* _WHAT YOU NEED TO DO_: Select every line in the items below that contains the word "chapel" and copy it out. Match case exactly.
::::::::
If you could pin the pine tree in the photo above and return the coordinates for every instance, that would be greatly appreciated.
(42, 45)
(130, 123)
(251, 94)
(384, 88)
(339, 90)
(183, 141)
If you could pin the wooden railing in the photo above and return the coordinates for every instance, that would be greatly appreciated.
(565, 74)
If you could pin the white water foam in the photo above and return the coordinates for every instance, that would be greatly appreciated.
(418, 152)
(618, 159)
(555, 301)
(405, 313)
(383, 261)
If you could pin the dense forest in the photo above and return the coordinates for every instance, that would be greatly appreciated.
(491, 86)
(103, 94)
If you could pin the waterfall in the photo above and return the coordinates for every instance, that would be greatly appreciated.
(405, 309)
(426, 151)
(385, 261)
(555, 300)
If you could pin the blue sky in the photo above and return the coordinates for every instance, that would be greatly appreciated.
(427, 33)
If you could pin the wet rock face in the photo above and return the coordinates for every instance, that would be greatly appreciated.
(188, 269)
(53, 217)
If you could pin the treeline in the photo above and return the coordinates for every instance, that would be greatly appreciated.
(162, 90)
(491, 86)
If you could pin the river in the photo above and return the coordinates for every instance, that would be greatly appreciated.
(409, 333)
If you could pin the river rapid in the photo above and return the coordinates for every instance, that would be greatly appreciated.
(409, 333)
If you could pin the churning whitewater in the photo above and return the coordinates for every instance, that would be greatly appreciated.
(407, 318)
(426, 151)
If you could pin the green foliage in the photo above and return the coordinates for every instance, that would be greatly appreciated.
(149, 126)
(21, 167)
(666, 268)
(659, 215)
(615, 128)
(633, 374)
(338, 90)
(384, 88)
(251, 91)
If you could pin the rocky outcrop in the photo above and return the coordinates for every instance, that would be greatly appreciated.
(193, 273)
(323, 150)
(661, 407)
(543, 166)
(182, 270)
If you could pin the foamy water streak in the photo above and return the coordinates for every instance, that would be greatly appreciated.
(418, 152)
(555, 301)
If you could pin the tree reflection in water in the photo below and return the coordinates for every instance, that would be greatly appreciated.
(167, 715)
::::::::
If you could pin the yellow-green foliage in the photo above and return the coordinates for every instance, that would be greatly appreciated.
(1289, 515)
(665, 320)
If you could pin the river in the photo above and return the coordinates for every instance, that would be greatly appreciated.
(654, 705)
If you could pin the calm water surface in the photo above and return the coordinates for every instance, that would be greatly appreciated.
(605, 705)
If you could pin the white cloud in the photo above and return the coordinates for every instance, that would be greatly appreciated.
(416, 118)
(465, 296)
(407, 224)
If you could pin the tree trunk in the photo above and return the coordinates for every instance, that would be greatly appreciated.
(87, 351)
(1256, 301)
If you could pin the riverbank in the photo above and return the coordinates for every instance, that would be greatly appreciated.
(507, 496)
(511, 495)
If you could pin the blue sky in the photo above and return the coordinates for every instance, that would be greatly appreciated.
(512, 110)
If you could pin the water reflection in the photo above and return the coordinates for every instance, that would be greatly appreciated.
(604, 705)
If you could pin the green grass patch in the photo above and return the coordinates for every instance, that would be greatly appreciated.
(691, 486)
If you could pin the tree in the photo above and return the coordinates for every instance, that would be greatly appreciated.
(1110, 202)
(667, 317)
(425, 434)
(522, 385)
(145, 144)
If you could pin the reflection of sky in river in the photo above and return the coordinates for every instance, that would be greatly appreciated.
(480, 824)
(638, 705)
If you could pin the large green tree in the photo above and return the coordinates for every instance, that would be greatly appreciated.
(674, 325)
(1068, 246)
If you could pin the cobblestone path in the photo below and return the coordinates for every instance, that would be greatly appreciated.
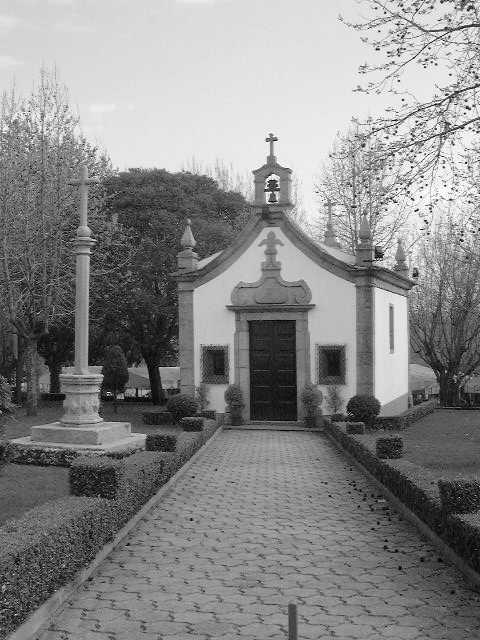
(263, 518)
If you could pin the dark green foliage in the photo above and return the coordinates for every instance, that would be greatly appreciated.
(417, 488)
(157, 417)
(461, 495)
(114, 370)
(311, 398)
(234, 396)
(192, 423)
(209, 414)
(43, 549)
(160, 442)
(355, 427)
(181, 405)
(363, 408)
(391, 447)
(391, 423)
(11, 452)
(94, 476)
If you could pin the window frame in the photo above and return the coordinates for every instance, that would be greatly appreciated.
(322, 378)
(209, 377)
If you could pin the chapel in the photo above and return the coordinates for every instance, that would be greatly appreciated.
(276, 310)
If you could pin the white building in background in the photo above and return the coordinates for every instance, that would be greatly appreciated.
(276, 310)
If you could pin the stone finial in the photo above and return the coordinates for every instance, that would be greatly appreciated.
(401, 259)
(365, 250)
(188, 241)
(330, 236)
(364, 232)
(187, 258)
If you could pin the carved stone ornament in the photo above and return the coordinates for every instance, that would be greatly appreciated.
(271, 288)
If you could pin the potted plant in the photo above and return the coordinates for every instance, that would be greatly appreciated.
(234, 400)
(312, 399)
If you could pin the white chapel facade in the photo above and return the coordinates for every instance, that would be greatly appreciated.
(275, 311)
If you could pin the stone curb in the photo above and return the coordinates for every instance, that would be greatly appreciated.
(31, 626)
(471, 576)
::::::::
* _SOLUTION BELOW_:
If you could pin the chapel in the photo above and return the coordinates for every instance, that would be greatly appreciated.
If you could pin the white chapel facade in the photo above and return the coordinates for every instance, that would be greatly appreciated.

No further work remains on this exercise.